• 文本段落:
▬▬▬▬▬▬▬▬▬▬

[筆記] Codeforces 920E: Connected Components?

[題意] 給一個有 n 個點的 undirected simple graph，並且告訴你這個 graph 中有 m 條邊被拿掉了，問有幾個 connected components？並且把 connected component 的大小由小到大印出來。
解法很單純，利用 BFS 或 DFS 就可以了，唯獨有一點要特別注意：因為 n 很大 (200,000)所從要維護一條序列，裡面存的是有哪些點還沒被拜訪過，這樣每次從一個點要開始拜訪其他點時只要找還在那條序列中的點就好。


實作如下：

	/*
	* =====================================================================================
	*
	* Filename: 920E.cpp
	*
	* Description: codeforces 920E: Connected Components?
	*
	* Version: 1.0
	* Created: 2018/02/08 (yyyy/mm/dd)
	* Revision: none
	* Compiler: g++14
	*
	* Author: lionking
	* Organization: None
	*
	* =====================================================================================
	*/
	#include <cstdio>
	#include <vector>
	#include <queue>
	#include <algorithm>
	#include <unordered_set>
	constexpr size_t MAX_VAL = 200000;
	template <typename T>
	using uset = std::unordered_set<T>;
	void findCC(const int N, const std::vector< uset<int> >& rm_edge)

▬▬▬▬▬▬▬▬▬▬

• 資料集:
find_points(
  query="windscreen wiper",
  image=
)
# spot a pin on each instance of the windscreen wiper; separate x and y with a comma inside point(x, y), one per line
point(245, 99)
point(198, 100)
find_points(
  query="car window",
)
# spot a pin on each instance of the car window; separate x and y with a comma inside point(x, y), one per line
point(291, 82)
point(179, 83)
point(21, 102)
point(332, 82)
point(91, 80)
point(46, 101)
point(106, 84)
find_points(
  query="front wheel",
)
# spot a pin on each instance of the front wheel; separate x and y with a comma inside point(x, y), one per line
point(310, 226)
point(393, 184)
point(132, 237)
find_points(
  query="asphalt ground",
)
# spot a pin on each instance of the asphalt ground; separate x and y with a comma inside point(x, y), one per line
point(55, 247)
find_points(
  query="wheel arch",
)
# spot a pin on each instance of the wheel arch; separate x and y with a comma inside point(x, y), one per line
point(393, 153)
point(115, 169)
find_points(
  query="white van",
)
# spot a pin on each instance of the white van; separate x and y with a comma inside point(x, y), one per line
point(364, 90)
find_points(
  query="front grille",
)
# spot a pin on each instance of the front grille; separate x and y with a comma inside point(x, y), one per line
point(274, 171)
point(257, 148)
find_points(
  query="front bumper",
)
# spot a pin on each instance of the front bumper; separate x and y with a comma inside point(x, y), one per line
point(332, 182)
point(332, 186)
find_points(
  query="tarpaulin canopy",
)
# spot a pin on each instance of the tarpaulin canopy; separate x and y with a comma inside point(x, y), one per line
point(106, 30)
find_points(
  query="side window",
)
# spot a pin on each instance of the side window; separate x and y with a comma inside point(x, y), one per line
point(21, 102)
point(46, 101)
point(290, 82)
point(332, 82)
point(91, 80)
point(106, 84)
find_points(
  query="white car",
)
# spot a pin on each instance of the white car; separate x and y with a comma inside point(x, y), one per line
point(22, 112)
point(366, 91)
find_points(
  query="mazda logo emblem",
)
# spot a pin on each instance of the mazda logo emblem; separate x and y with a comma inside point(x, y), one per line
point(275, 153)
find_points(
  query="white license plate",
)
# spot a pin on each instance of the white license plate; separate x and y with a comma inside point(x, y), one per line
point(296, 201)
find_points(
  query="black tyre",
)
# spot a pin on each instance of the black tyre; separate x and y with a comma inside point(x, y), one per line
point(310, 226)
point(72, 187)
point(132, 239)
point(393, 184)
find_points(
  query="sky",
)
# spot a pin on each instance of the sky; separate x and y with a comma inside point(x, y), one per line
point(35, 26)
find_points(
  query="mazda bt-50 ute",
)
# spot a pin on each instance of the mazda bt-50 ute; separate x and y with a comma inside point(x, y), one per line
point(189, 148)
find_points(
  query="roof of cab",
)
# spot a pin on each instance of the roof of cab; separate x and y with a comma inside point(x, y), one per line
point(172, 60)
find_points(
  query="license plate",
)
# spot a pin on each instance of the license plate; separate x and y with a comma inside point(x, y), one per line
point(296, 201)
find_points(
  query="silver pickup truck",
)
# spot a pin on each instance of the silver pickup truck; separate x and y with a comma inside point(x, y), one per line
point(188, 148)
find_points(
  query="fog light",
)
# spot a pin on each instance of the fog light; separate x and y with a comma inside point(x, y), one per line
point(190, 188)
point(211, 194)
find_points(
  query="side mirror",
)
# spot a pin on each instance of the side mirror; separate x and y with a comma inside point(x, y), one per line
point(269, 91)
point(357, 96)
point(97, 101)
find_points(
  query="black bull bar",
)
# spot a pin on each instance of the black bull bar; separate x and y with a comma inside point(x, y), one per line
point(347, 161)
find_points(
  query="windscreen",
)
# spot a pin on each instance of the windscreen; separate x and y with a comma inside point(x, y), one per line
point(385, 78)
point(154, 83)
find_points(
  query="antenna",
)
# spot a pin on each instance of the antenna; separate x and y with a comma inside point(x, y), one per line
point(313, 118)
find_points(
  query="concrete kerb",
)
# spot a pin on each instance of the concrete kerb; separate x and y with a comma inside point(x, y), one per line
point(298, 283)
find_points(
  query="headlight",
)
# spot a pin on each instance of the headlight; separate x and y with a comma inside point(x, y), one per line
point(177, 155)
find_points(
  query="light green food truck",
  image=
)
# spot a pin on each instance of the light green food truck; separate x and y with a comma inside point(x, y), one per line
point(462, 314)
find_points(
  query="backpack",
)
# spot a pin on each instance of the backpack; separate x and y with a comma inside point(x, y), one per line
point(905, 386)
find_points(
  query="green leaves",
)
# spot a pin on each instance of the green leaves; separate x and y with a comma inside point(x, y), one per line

▬▬▬▬▬▬▬▬▬▬

• 練習題組:
1. 請將這篇 Codeforces 920E 解題筆記中自「[筆記] Codeforces 920E: Connected」起、一直到「connected component 的大小由小到大印出來。」為止的部分逐字照錄。
2. 請判斷下列各項敘述是否與這篇 Codeforces 920E 解題筆記相符，逐項回答「是」或「否」，並原文引用作為判斷依據的字句。
(a) 筆記指出 n 可大至 200,000。
(b) 題目要求將 connected component 的大小由大到小印出。
(c) 題目告知 graph 中有 m 條邊被加入。
3. 請接續這篇 Codeforces 920E 解題筆記最後所呈現的內容，往下繼續撰寫。

• 作答內容:
1.
[筆記] Codeforces 920E: Connected Components?

[題意] 給一個有 n 個點的 undirected simple graph，並且告訴你這個 graph 中有 m 條邊被拿掉了，問有幾個 connected components？並且把 connected component 的大小由小到大印出來。

2.
(a) 是。「因為 n 很大 (200,000)」
(b) 否。「把 connected component 的大小由小到大印出來」
(c) 否。「告訴你這個 graph 中有 m 條邊被拿掉了」

3.
	{
	std::vector<size_t> result;
	uset<int> remain(N + 1); // remaining un-visited vertices
	for (int i = 1; i <= N; ++i) { remain.emplace(i); }
	while (remain.empty() == false) {
	size_t count = 1;
	auto node = *(remain.begin());
	remain.erase(node);
	std::queue<int> q;
	q.push(node);
	while (q.empty() == false) {
	node = q.front(); q.pop();
	auto iter = remain.begin();
	while (iter != remain.end()) {
	const auto next = *iter;
	if (rm_edge[node].find(next) != rm_edge[node].cend()) {
	++iter;
	}
	else {
	q.push(next);
	count++;
	iter = remain.erase(iter);
	}
	}
	}
	result.push_back(count);
	}
	sort(result.begin(), result.end());
	printf("%lu\n", result.size());
	for (const auto& v : result) { printf("%lu ", v); }
	putchar('\n');
	}
	int main()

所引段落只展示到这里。